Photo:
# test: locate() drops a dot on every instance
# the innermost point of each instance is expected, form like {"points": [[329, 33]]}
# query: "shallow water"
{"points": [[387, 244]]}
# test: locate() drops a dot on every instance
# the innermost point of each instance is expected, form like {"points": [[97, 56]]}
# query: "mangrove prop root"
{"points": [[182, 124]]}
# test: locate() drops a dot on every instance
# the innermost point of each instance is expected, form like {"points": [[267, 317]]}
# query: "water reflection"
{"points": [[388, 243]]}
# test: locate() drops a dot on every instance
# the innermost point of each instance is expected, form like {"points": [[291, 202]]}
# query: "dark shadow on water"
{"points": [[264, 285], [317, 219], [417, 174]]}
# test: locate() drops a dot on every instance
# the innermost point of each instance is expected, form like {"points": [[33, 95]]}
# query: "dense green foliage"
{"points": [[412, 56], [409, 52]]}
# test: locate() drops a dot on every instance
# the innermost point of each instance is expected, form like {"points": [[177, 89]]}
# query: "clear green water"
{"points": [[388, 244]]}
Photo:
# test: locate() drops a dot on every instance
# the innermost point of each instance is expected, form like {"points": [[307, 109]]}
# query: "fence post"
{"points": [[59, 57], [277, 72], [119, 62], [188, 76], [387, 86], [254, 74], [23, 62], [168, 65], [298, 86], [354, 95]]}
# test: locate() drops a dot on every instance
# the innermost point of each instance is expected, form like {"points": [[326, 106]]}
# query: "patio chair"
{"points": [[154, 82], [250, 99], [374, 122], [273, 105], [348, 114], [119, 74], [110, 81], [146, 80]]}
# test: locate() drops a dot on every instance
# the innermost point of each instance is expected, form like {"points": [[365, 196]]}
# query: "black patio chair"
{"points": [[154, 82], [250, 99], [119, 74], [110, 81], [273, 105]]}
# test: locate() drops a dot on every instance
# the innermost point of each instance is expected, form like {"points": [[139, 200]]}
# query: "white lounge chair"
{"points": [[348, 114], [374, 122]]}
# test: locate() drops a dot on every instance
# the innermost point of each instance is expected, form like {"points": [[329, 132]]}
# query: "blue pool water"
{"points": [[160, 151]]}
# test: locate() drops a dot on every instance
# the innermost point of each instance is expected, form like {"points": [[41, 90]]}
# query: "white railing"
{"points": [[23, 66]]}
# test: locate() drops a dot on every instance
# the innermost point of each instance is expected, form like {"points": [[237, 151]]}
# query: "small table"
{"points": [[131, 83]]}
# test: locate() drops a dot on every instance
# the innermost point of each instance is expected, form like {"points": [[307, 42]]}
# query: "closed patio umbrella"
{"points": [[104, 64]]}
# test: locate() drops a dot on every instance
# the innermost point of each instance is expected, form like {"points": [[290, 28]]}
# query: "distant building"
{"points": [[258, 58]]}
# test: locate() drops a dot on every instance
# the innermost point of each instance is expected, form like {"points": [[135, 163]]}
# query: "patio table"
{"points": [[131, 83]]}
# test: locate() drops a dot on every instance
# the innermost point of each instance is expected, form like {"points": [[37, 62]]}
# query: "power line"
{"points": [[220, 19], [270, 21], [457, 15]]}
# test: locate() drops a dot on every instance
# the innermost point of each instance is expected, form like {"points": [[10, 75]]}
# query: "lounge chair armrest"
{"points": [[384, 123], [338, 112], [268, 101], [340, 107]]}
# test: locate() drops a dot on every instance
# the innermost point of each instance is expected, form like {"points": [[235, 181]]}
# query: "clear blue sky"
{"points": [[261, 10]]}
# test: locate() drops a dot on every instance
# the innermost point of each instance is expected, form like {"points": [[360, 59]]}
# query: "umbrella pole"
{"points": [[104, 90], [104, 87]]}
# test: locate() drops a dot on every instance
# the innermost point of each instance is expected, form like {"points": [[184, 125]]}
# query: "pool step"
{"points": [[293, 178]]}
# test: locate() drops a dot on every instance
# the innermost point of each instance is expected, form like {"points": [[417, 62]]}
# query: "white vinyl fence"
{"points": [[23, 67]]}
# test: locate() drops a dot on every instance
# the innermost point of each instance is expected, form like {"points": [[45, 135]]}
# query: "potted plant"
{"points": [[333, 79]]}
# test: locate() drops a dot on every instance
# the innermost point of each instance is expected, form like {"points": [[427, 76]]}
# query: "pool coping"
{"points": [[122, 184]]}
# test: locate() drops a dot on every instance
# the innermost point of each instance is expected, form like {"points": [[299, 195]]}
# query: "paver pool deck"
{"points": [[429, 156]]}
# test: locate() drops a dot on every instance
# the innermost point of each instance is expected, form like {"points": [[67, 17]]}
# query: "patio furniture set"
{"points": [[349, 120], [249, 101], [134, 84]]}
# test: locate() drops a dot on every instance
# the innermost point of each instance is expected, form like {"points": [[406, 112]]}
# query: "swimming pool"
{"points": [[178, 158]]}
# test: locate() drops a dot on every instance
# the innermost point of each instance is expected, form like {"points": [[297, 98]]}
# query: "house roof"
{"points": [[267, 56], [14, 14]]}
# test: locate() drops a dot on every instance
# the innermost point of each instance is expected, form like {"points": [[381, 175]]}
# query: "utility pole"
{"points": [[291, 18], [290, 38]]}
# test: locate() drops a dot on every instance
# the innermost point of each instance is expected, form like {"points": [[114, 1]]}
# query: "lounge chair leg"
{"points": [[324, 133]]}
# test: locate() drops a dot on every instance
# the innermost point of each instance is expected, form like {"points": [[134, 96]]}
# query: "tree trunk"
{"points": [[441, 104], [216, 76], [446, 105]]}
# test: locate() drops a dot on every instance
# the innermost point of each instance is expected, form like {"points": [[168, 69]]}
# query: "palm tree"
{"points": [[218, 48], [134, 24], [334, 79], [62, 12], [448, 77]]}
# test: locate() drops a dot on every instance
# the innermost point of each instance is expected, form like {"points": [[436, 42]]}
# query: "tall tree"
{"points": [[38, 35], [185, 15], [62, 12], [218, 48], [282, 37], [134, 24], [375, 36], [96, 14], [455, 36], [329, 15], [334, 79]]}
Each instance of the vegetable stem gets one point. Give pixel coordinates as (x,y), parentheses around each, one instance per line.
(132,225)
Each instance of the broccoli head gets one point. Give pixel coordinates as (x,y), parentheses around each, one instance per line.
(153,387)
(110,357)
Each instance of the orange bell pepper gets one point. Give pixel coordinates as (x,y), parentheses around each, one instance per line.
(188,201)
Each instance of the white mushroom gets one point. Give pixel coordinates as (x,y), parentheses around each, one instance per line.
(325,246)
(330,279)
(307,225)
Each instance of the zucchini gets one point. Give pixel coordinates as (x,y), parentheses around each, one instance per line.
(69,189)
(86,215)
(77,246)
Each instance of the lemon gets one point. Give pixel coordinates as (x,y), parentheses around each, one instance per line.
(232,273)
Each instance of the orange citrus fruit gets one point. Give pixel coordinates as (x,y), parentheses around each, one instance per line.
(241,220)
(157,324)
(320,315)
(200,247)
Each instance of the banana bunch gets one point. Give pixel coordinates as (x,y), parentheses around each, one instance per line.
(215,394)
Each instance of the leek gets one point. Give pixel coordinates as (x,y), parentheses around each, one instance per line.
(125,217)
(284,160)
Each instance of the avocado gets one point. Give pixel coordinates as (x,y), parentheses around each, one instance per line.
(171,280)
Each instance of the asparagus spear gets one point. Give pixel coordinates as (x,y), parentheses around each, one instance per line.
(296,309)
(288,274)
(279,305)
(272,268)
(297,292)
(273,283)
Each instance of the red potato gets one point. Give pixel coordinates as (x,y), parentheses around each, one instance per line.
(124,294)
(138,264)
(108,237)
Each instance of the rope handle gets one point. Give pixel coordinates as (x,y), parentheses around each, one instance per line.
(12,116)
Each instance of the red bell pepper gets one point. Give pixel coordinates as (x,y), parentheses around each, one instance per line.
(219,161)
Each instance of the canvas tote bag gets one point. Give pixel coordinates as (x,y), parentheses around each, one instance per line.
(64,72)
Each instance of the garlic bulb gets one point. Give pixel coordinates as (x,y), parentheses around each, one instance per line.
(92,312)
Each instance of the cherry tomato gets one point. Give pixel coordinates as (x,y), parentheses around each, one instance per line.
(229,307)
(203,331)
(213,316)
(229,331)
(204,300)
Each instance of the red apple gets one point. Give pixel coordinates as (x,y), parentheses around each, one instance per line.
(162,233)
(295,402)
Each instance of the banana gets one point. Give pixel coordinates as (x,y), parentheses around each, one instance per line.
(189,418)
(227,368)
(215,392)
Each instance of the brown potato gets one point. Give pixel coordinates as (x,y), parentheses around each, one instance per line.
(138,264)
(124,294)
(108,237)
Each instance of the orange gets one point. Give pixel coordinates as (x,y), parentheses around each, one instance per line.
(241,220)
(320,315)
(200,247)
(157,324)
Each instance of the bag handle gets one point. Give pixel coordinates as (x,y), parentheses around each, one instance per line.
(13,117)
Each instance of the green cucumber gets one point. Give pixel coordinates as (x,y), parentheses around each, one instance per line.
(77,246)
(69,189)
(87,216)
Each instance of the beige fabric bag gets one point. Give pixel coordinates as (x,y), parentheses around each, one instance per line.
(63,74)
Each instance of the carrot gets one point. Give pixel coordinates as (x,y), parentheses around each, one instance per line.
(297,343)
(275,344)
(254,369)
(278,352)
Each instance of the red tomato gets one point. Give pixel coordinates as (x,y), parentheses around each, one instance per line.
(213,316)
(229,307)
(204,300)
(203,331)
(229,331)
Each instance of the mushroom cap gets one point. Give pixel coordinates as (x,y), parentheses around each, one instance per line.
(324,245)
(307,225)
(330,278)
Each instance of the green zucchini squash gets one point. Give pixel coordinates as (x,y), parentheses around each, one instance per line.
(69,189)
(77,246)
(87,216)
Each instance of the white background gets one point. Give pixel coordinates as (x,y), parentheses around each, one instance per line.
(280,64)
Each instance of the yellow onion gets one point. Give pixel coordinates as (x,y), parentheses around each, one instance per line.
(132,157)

◆ What the task requires: Look above for the line that holds "Each instance of the carrot", then copy it and each line after it exactly, through the last line of the data.

◆ Solution to the problem:
Each instance of the carrot gets one point. Give pixel coordinates as (x,y), parentheses around each, one instance per line.
(297,343)
(275,344)
(254,369)
(278,352)
Each instance of the red tomato gets one point. Give pixel coordinates as (x,y), parentheses around each, one instance per line.
(213,316)
(229,307)
(204,300)
(203,331)
(229,331)
Each instance of the mushroom cap gets one point. Give pixel coordinates as (x,y), parentheses around each, one instance per line.
(324,245)
(307,225)
(330,278)
Each instance of the green zucchini squash gets one point. Give pixel coordinates as (x,y), parentheses around each, one instance per line.
(69,189)
(77,246)
(87,216)
Each instance of the white background gets one point. Give pixel coordinates as (x,y), parentheses around each, one instance per line.
(280,64)
Each instance of the yellow onion gets one point. Give pixel coordinates as (x,y), parentheses around each, one instance per line.
(132,157)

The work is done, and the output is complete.